## Data section

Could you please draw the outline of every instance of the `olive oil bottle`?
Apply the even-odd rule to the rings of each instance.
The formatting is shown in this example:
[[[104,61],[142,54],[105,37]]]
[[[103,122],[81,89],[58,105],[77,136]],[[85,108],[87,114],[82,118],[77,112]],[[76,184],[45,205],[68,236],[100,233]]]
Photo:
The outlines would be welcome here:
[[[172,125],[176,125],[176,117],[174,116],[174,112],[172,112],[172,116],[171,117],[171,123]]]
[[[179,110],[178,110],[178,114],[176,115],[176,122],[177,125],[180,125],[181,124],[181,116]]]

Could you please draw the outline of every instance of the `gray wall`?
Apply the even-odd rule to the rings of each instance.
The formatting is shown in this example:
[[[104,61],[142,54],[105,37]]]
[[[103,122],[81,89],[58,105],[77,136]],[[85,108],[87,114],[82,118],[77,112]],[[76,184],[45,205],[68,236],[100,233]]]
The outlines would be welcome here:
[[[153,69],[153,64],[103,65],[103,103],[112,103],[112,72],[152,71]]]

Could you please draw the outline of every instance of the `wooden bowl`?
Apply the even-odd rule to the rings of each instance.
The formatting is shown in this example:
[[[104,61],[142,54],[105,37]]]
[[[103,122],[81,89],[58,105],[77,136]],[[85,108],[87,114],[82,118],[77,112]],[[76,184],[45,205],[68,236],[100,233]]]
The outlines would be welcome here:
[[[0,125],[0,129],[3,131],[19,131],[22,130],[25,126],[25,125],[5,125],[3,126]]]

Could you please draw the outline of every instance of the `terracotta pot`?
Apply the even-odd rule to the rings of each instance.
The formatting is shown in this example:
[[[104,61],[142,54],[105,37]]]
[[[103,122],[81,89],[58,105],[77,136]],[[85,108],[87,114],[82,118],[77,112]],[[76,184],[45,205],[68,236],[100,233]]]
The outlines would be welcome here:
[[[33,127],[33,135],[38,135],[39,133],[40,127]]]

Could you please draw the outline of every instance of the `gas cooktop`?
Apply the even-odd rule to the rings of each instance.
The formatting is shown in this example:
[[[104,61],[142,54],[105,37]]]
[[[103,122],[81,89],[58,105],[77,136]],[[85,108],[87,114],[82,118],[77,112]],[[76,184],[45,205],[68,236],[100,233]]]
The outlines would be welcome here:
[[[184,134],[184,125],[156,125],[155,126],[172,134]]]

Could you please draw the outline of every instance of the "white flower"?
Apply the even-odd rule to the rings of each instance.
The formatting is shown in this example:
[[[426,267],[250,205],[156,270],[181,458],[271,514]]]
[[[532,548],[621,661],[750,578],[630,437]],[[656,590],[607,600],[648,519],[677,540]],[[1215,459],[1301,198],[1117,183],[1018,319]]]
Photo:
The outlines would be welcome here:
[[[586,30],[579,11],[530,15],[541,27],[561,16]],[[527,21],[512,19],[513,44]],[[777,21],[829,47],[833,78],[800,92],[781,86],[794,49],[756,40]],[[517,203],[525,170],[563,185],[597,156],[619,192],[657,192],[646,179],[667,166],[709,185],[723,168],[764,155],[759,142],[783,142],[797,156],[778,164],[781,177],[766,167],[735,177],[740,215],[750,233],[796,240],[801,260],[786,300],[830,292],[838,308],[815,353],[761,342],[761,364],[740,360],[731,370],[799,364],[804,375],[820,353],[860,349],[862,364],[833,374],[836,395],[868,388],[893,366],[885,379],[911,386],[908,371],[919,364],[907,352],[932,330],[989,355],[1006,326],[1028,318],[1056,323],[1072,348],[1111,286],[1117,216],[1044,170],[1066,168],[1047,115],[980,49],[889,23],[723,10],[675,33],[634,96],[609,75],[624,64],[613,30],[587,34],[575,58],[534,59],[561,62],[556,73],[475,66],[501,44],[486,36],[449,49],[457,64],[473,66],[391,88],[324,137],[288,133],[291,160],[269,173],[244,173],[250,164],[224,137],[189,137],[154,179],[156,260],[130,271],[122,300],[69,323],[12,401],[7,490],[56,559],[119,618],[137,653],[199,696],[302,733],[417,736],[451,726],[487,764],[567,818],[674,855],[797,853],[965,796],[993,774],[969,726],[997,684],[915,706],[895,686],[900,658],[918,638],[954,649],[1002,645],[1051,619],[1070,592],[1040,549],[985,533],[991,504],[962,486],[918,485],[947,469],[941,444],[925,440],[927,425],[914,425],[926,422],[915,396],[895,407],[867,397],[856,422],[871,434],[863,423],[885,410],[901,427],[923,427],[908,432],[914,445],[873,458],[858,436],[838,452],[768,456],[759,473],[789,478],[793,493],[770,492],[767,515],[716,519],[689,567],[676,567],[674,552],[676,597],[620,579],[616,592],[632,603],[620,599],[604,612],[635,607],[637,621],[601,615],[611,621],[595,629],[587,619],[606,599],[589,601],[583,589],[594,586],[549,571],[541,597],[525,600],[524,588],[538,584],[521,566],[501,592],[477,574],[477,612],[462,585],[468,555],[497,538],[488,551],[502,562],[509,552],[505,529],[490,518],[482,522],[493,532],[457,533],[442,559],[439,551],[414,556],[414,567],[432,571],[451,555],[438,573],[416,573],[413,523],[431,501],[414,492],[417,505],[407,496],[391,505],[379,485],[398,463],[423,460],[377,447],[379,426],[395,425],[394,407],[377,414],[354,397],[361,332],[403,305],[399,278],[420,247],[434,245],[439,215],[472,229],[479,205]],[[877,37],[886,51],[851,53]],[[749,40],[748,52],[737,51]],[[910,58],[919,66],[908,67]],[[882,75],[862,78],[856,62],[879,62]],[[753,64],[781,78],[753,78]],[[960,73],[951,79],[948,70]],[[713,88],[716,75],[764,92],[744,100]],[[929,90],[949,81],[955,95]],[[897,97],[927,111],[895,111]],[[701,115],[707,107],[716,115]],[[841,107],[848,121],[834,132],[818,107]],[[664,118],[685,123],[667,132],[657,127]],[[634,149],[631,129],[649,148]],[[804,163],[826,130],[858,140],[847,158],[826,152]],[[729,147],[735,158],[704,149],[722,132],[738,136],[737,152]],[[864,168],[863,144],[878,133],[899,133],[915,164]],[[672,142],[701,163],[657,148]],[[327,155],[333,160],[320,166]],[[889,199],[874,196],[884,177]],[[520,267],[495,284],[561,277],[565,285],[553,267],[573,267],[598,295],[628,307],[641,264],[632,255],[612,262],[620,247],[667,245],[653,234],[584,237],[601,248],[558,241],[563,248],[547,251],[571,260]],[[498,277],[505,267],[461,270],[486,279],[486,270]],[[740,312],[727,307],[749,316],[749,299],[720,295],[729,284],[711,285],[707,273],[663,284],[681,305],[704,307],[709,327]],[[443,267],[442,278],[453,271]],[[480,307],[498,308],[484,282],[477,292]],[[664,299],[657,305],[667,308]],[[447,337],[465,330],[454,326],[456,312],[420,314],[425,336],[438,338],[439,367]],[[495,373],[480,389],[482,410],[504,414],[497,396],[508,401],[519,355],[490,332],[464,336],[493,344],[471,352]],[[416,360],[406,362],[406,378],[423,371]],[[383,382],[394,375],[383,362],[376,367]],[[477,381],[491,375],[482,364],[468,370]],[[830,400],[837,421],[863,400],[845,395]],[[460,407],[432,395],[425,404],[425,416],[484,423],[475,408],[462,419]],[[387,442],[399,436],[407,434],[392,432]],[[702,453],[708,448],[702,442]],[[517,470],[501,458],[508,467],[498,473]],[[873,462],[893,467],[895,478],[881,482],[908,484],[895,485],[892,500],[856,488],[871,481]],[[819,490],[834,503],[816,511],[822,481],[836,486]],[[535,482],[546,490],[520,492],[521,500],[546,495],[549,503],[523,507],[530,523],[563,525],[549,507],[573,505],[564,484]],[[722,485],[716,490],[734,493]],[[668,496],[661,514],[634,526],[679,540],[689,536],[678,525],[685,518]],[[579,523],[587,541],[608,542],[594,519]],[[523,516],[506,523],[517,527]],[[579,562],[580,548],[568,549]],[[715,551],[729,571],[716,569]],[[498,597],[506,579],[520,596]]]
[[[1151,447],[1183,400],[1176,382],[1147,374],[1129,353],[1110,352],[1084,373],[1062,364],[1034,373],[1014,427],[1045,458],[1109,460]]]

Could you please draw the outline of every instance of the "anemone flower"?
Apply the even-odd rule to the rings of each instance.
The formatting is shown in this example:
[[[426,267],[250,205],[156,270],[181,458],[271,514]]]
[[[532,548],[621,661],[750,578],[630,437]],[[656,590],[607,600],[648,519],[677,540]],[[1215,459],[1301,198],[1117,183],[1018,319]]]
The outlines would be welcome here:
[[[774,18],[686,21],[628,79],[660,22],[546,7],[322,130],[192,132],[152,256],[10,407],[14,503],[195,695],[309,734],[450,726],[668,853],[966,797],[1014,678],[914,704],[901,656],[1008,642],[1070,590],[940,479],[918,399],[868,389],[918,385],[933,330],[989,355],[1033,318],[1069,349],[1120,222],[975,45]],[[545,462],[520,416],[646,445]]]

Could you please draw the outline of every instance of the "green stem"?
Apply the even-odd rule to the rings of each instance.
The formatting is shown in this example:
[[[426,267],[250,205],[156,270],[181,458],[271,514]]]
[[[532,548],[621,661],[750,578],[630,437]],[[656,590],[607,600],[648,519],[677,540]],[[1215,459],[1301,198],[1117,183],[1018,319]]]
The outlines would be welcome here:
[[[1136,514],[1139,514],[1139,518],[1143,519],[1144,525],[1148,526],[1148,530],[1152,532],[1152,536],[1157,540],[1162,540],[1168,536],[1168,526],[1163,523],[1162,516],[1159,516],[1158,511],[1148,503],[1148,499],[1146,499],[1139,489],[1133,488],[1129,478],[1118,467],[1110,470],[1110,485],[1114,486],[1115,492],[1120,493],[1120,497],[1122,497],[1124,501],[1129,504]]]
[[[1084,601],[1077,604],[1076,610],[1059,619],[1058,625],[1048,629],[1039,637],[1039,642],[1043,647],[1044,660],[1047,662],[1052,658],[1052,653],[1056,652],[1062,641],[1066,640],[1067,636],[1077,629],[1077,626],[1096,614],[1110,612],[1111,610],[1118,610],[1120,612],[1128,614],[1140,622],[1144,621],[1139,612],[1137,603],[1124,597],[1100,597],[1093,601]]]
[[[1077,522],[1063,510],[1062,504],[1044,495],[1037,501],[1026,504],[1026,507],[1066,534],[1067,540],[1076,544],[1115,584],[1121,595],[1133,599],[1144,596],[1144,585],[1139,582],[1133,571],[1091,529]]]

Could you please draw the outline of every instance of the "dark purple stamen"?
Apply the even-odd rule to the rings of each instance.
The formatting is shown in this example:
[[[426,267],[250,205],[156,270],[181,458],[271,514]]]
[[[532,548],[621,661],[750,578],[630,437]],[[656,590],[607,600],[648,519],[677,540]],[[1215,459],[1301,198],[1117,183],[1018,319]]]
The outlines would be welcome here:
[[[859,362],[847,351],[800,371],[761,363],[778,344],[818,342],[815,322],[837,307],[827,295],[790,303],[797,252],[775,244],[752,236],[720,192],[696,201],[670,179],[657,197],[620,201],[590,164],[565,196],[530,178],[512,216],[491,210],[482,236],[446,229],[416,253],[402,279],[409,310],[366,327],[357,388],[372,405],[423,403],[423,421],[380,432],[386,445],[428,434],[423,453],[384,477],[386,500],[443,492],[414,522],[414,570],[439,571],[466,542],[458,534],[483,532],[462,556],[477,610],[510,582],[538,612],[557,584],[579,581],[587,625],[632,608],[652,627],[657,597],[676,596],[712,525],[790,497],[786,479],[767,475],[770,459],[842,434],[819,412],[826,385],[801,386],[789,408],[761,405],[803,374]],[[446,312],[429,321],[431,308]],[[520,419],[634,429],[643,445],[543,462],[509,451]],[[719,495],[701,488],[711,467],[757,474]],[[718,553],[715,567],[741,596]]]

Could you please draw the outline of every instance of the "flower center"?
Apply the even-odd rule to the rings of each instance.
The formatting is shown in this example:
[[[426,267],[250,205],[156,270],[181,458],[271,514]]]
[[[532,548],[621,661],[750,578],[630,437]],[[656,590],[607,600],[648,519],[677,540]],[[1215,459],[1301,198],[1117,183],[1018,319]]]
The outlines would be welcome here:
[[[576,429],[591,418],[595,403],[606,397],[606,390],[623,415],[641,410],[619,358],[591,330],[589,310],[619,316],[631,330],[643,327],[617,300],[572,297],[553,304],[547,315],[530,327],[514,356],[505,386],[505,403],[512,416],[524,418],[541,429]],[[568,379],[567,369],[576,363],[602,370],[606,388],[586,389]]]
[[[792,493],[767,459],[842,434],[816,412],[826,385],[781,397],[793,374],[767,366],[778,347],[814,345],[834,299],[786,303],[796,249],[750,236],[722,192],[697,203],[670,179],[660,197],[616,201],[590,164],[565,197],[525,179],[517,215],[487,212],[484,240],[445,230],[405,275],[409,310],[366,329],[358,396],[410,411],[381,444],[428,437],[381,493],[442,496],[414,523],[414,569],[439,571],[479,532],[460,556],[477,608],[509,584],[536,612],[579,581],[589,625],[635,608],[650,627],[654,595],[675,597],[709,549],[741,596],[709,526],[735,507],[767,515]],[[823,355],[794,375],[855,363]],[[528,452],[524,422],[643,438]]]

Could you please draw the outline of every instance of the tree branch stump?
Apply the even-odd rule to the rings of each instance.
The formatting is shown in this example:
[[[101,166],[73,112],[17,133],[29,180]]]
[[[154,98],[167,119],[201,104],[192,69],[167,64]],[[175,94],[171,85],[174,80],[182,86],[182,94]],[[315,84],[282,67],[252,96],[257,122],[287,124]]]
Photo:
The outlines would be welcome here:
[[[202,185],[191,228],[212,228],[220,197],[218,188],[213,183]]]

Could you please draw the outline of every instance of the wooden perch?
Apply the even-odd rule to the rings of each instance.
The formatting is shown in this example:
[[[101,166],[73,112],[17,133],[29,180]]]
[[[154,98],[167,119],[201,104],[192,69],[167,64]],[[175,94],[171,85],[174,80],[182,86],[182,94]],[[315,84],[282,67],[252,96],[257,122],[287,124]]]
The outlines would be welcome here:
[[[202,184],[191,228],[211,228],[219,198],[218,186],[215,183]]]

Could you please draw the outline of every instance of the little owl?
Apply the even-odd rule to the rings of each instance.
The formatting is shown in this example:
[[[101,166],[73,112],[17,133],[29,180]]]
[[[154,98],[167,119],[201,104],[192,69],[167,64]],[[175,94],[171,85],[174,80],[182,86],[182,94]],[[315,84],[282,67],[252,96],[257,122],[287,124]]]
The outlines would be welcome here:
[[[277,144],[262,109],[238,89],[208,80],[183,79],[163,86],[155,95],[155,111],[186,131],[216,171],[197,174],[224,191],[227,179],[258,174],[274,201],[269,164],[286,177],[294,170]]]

## Request
Give only the number of lines in the rows above that contain the string "flower", treating uppercase and lowercase letters as distinct.

## Correct answer
3